_Problem description:_
Your answer should be the line that contains "Reviewer note: check that each instance of the table" and each line after it, restated word for word through the final line of the entries.

● ● ● ● ● ● ●

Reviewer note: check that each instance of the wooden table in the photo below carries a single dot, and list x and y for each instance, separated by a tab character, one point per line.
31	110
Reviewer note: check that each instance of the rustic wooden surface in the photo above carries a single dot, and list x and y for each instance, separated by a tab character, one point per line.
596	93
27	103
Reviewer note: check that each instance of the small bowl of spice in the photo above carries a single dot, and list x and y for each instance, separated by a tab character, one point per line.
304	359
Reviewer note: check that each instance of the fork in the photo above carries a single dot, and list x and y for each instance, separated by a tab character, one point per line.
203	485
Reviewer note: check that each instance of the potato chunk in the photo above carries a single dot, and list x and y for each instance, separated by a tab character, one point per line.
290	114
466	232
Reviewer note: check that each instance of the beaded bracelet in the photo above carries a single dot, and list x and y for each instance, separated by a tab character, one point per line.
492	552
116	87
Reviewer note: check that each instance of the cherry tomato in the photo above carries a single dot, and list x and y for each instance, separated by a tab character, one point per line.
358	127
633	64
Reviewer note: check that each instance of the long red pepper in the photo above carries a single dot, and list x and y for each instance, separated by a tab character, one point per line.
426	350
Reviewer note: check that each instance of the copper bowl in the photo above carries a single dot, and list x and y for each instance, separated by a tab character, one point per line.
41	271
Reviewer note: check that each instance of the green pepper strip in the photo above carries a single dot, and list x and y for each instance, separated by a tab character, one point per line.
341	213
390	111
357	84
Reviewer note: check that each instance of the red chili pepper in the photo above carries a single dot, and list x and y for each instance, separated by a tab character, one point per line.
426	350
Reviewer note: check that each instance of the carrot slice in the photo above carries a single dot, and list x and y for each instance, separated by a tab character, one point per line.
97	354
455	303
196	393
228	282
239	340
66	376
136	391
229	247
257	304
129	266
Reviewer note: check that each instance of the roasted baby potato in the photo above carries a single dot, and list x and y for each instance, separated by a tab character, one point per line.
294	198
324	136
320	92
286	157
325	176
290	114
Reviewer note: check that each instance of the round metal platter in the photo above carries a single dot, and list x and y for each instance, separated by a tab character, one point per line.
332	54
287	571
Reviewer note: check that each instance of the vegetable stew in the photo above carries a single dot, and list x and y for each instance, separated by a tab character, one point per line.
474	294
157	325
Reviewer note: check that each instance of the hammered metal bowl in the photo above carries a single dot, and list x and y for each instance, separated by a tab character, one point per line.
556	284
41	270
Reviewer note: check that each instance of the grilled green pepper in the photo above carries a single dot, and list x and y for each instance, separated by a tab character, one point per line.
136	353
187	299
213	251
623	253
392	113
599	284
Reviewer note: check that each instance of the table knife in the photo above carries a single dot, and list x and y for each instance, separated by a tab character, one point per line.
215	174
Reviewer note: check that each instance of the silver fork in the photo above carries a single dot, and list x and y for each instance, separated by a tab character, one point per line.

● ● ● ● ● ● ●

_Response for this exercise:_
Reviewer note: check that each instance of the table knife in the photo above carries a single dot, and list x and y for each instance, separated by a tab character, one point per line.
215	174
Reviewer note: check that each instance of the silver fork in the photo above carries a single dot, and list x and y for each instance, separated by a tab character, one point per line.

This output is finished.